== Given text

Festival Diary: A star-studded Auckland Writers Fest
For many readers and writers the Auckland Writers Festival is a sparkling event that they look forward to all year. In 2025, this past weekend, floods of people crowded into the Aotea Centre to hear international and local authors speak. We asked several festival goers to give us a rundown of events they attended with Aotearoa’s authors, highlighting their favourite moments.

Festival Gala Night: The Moment I Knew
The festival’s beloved opening night event follows the same format each year. Eight writers are given a topic – this year’s was The Moment I Knew – and eight minutes of time, the Kiri Te Kanawa theatre stage looking out to a full audience of 2100 people, and a microphone. Entertain, awe, effect, break hearts: the writers do all of this, often in the same speech. This year, with the event emcee'd by Miriama McDowell, local authors Meg Mason, Ngāhuia te Awekōtuku (Te Arawa, Tūhoe, Ngāpuhi, Waikato) and Zech Soakai performed alongside 5 international superstars (Colm Tóibín, Harriet Walter, David Nicholls, Stan Grant and Lemn Sissay). Meg Mason, author of the phenomenally popular Sorrow and Bliss, was up first. Speaking on a moment in the wings at last year’s AWF, she kept the audience in swathes of laughter, recounting the conversation she had with the stage manager, a friend of hers from her hometown, and Ann Patchett. The moment of connection helped her come back to her draft book in progress and write fluidly again. Zech Soakai performed spoken word, musing on fatherhood and the moment when he realised he had become his father. Ngāhuia te Awekōtuku was vulnerable with a hint of cheekiness as she recounted her moment, how she knew she didn’t want to have the adornments her cousins spent so much time on, rather that she wanted to be with a woman.

====
== Given information

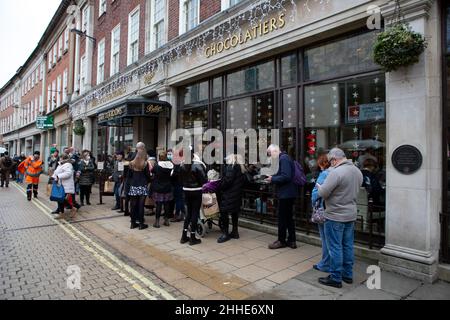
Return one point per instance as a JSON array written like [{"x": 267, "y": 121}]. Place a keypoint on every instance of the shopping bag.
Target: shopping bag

====

[Given exercise 1]:
Answer these about the festival diary:
(a) Where did crowds gather to hear the authors speak?
(b) What topic were the gala night writers given this year?
(c) Who emceed the gala night event?
[Given exercise 2]: Write the next part of the festival diary, starting after its last sentence.

[Final result 1]:
(a) The Aotea Centre.
(b) The Moment I Knew.
(c) Miriama McDowell.

[Final result 2]:
The night was concluded by Colm Tóibín, who had the audience in stitches with a story of being an altar boy: communion, the blood and body of Christ, the wafer, placing it on the tongues of the congregation, the differences in the tongues and throats of every person, the realisation that every person would also be different… elsewhere.
A Big Night Out for Little Bookworms

Friday night and it’s an early start for a younger audience. Even before host Kura Forrester walks out onto the Herald Theatre stage, everyone is having a good time. Throughout, there is a fun, theatrical vibe – perhaps because performing is so often part of the work of being a writer for kids.
Steph Matuku (Migration) is up first, taking suggestions for the story she’s going to write, on stage at her laptop over the rest of the evening. She’s given a main character (Aroha), an item (a time machine watch), a villain (Chad Donaldson) by some enthusiastic participants. Steph sits down and starts to type.
Illustrators Toby Morris (Capsicum, Capsi Go) and Alba Gil Celdrán (17 Kings and 42 Elephants) arrive, donning digital drawing gloves for a five-minute illustration competition. Kura Forrester takes suggestions from the assembled kids, whose imaginations are sharp. They decide the pair should draw an overwhelmed platypus, dressed as a Tasmanian devil-butler. The results are impressive but the kids judge Toby Morris’ picture the winner.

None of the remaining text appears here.